BEGIN

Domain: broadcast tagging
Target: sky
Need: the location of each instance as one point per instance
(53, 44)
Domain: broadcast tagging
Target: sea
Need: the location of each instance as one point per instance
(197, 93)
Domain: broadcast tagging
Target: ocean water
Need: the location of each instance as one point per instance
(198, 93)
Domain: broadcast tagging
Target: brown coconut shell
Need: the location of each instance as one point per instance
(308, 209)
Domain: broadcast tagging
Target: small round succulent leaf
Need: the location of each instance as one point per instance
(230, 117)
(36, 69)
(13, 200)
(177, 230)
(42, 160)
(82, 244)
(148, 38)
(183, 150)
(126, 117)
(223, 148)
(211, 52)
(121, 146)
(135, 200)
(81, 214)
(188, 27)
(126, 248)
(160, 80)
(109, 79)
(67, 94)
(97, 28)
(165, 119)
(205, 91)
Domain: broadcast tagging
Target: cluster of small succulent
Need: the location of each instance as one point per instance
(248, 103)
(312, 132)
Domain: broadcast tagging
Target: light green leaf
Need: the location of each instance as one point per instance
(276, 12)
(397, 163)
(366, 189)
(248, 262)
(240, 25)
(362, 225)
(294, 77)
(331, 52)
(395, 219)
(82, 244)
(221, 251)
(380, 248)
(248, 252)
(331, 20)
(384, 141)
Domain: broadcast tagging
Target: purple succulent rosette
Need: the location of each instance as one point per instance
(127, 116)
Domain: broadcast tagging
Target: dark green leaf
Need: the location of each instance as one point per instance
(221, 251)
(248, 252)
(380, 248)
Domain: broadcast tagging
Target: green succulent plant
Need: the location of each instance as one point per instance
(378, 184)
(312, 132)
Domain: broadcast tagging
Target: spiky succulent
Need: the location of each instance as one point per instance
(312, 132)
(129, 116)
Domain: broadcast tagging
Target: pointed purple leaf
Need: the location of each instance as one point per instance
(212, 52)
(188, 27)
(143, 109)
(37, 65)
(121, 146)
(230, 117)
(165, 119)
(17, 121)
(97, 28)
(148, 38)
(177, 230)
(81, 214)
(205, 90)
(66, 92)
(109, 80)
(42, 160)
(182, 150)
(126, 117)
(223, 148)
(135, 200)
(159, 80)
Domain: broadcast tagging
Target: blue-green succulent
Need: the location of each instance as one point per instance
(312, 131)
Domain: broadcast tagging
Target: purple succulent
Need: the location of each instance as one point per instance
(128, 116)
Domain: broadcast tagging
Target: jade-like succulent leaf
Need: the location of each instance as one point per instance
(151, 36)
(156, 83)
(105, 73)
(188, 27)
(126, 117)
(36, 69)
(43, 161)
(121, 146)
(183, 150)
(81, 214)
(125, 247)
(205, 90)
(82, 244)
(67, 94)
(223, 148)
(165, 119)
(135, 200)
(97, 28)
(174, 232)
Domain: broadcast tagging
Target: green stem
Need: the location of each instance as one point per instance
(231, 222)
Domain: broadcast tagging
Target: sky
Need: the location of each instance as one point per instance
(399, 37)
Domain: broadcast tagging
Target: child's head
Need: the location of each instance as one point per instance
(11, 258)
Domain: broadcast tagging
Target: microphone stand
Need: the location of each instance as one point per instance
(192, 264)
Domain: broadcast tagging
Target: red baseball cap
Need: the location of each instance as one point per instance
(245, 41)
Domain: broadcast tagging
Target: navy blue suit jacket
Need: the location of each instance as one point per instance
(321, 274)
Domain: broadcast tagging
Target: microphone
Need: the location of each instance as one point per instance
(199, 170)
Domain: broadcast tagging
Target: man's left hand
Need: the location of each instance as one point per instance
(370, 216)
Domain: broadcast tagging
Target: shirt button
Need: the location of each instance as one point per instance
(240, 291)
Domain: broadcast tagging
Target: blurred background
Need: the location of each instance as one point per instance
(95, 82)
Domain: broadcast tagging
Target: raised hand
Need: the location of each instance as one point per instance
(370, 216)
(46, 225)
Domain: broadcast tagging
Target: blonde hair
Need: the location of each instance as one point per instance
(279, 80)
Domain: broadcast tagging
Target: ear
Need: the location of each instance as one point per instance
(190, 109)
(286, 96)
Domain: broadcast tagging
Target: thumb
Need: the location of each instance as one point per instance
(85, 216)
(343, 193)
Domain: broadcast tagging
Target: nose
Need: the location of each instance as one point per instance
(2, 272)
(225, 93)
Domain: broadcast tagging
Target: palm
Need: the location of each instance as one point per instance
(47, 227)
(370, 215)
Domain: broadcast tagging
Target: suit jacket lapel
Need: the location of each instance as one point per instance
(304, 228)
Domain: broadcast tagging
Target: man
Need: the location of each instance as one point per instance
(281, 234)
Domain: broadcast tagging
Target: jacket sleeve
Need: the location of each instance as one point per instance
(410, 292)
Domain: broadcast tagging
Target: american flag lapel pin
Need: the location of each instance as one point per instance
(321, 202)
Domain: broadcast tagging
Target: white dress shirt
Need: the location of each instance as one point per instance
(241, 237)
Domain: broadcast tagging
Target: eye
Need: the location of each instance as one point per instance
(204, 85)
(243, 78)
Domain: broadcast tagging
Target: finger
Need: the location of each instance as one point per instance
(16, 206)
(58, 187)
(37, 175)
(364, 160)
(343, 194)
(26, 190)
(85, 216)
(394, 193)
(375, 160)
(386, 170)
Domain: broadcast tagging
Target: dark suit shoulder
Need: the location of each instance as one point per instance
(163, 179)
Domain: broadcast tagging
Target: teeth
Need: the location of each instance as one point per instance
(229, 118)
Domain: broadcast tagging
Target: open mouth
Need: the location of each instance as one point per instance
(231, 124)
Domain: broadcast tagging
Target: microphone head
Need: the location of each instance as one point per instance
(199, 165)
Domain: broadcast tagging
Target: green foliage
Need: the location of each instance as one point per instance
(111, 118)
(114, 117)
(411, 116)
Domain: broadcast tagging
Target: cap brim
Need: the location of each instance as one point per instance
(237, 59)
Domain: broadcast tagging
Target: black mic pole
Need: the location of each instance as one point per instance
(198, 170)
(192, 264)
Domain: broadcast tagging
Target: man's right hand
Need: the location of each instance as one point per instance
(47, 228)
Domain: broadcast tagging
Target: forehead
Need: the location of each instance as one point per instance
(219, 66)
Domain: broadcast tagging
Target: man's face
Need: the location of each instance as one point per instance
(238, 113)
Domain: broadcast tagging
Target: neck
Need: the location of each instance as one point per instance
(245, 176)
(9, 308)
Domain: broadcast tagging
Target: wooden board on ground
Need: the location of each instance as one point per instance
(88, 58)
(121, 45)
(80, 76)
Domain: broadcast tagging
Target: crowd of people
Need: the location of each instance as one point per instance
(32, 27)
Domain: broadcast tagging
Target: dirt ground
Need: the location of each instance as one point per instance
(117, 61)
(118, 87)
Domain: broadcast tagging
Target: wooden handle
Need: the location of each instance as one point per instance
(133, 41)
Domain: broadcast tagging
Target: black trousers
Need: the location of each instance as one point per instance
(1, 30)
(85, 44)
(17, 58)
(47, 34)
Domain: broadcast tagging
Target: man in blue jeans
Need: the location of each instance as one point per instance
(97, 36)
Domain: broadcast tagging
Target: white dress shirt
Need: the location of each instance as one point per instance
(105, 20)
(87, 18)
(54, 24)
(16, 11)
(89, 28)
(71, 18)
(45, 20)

END

Task statement:
Each entry above needs to be duplicated exactly.

Answer:
Domain: broadcast tagging
Target: sky
Need: the location of each instance as one point per instance
(53, 44)
Domain: broadcast tagging
Target: sea
Need: the location of each instance as one point per instance
(197, 93)
Domain: broadcast tagging
Target: ocean water
Need: the location of each instance as one point per instance
(198, 93)
Domain: broadcast tagging
Target: brown coconut shell
Need: the location of each instance as one point per instance
(308, 209)
Domain: broadcast tagging
Target: small round succulent leaf
Need: the location of each instance as one point per instance
(230, 117)
(36, 69)
(13, 200)
(177, 230)
(42, 160)
(82, 244)
(148, 38)
(183, 150)
(126, 117)
(223, 148)
(211, 52)
(121, 146)
(135, 200)
(81, 214)
(188, 27)
(126, 248)
(160, 80)
(109, 79)
(67, 94)
(97, 28)
(165, 119)
(205, 91)
Domain: broadcast tagging
Target: cluster of small succulent
Need: the location of each instance as one point per instance
(248, 103)
(312, 132)
Domain: broadcast tagging
Target: light green leaf
Need: the location of each instance as one point per instance
(276, 12)
(397, 163)
(366, 189)
(248, 262)
(240, 25)
(362, 225)
(294, 77)
(331, 52)
(395, 219)
(82, 244)
(221, 251)
(380, 248)
(248, 252)
(331, 20)
(384, 141)
Domain: broadcast tagging
Target: purple succulent rosette
Need: the location of each instance as one point per instance
(127, 116)
Domain: broadcast tagging
Target: dark green leaf
Need: the location of each instance as one point per instance
(221, 251)
(248, 252)
(380, 248)
Domain: broadcast tagging
Target: green succulent plant
Need: the location of each instance as one point per instance
(378, 184)
(312, 132)
Domain: broadcast tagging
Target: spiky succulent
Need: the location of each instance as one point per instance
(312, 132)
(129, 116)
Domain: broadcast tagging
Target: pointed purple leaf
Need: the location of each instance as one point per instance
(212, 52)
(188, 27)
(143, 109)
(37, 65)
(121, 146)
(230, 117)
(165, 119)
(17, 121)
(97, 28)
(148, 38)
(177, 230)
(81, 214)
(205, 90)
(66, 92)
(109, 80)
(42, 160)
(182, 150)
(126, 117)
(223, 148)
(135, 200)
(159, 80)
Domain: broadcast tagging
Target: blue-green succulent
Need: the location of each instance as one point per instance
(312, 131)
Domain: broadcast tagging
Target: purple succulent
Need: the location of each instance as one point per instance
(128, 116)
Domain: broadcast tagging
Target: jade-like succulent leaf
Need: the location of each instance as one point per instance
(151, 36)
(156, 83)
(105, 73)
(188, 27)
(126, 117)
(36, 69)
(43, 161)
(121, 146)
(183, 150)
(81, 214)
(125, 247)
(205, 90)
(82, 244)
(67, 94)
(223, 148)
(165, 119)
(135, 200)
(97, 28)
(174, 232)
Domain: broadcast tagging
Target: green stem
Need: the location of each instance as one point per instance
(231, 222)
Domain: broadcast tagging
Target: sky
Need: the location of each instance as one point per instance
(399, 37)
Domain: broadcast tagging
Target: child's head
Need: the location of each instance as one point per instance
(11, 258)
Domain: broadcast tagging
Target: microphone stand
Need: the location of each instance as one point per instance
(192, 264)
Domain: broadcast tagging
Target: red baseball cap
Need: the location of each instance as one point per instance
(245, 41)
Domain: broadcast tagging
Target: navy blue suit jacket
Need: the location of each instance as one point per instance
(321, 274)
Domain: broadcast tagging
Target: microphone
Need: the location of each instance as one point per instance
(199, 170)
Domain: broadcast tagging
Target: man's left hand
Need: the location of each instance as one point per instance
(370, 216)
Domain: broadcast tagging
Target: shirt button
Need: the location of each instance as one point per instance
(240, 291)
Domain: broadcast tagging
Target: blurred background
Need: the location of each instance as one point per instance
(95, 82)
Domain: broadcast tagging
Target: raised hand
Need: the location of each instance as one point per instance
(370, 216)
(46, 225)
Domain: broadcast tagging
Target: blonde hair
Need: the location of each instance as one point per instance
(279, 80)
Domain: broadcast tagging
Target: ear
Need: the location of each instance as one point per instance
(190, 109)
(286, 96)
Domain: broadcast tagging
Target: thumb
Need: the location of each instance as one point per instance
(85, 216)
(343, 193)
Domain: broadcast tagging
Target: nose
Need: the location of each instance as one point per instance
(2, 272)
(225, 93)
Domain: broadcast tagging
Target: palm
Need: the location of each instance as one point per instance
(47, 227)
(370, 215)
Domain: broadcast tagging
Target: suit jacket lapel
Need: the location of each instance as one point per instance
(304, 228)
Domain: broadcast tagging
Target: man
Need: the location of each instance as one point per instance
(281, 234)
Domain: broadcast tagging
Target: jacket sleeve
Need: the location of each instance as one point per instance
(410, 292)
Domain: broadcast tagging
Target: american flag lapel pin
Need: the location of each instance as one point per instance
(321, 202)
Domain: broadcast tagging
Target: white dress shirt
Need: the location of each instance as one point per instance
(241, 237)
Domain: broadcast tagging
Target: eye
Need: the location of each instance as one point per instance
(204, 85)
(243, 78)
Domain: broadcast tagging
Target: finger
Need: the location of each instance as one point per instance
(16, 206)
(58, 187)
(37, 175)
(364, 160)
(343, 194)
(26, 190)
(85, 216)
(394, 193)
(375, 160)
(386, 170)
Domain: broadcast tagging
Target: dark suit shoulder
Need: the location of each instance as one point per instance
(163, 179)
Domain: broadcast tagging
Target: teeth
Need: the location of each instance as one point per instance
(229, 118)
Domain: broadcast tagging
Target: open mouth
Need: the location of each instance as one point per instance
(231, 124)
Domain: broadcast tagging
Target: microphone head
Need: the location of each instance as one point per instance
(199, 165)
Domain: broadcast tagging
Target: green foliage
Need: the location of each instance as one point per instance
(111, 118)
(114, 117)
(411, 116)
Domain: broadcast tagging
Target: cap brim
Need: the location of each instance as one point per instance
(237, 59)
Domain: broadcast tagging
Target: black mic pole
Need: the location of each instance as one point per instance
(198, 170)
(192, 264)
Domain: broadcast tagging
Target: man's right hand
Need: the location of each instance as one point per instance
(47, 228)
Domain: broadcast tagging
Target: forehead
Need: the location of each instance as one point per instance
(219, 66)
Domain: broadcast tagging
Target: man's face
Need: the location of each instance as one point per instance
(238, 113)
Domain: broadcast tagging
Target: neck
Need: the location of each instance as one point per instance
(245, 176)
(9, 308)
Domain: broadcast tagging
Target: wooden board on ground
Need: the location of each instance as one point per instance
(88, 58)
(121, 45)
(80, 76)
Domain: broadcast tagging
Target: crowd of people
Need: the location of each instance as one point per instance
(32, 27)
Domain: broadcast tagging
Target: dirt ground
Need: the location of each instance as one point per instance
(117, 61)
(118, 87)
Domain: broadcast tagging
Target: wooden handle
Need: the location of each instance as one point per instance
(133, 41)
Domain: broadcast tagging
Target: black trousers
Need: the location of each instance as one point per instance
(1, 30)
(85, 44)
(17, 58)
(47, 34)
Domain: broadcast tagging
Target: man in blue jeans
Need: the location of each instance as one point per instance
(97, 36)
Domain: broadcast tagging
Target: white dress shirt
Need: the location of each instance as one point per instance
(105, 20)
(87, 18)
(54, 24)
(16, 11)
(89, 28)
(71, 18)
(45, 20)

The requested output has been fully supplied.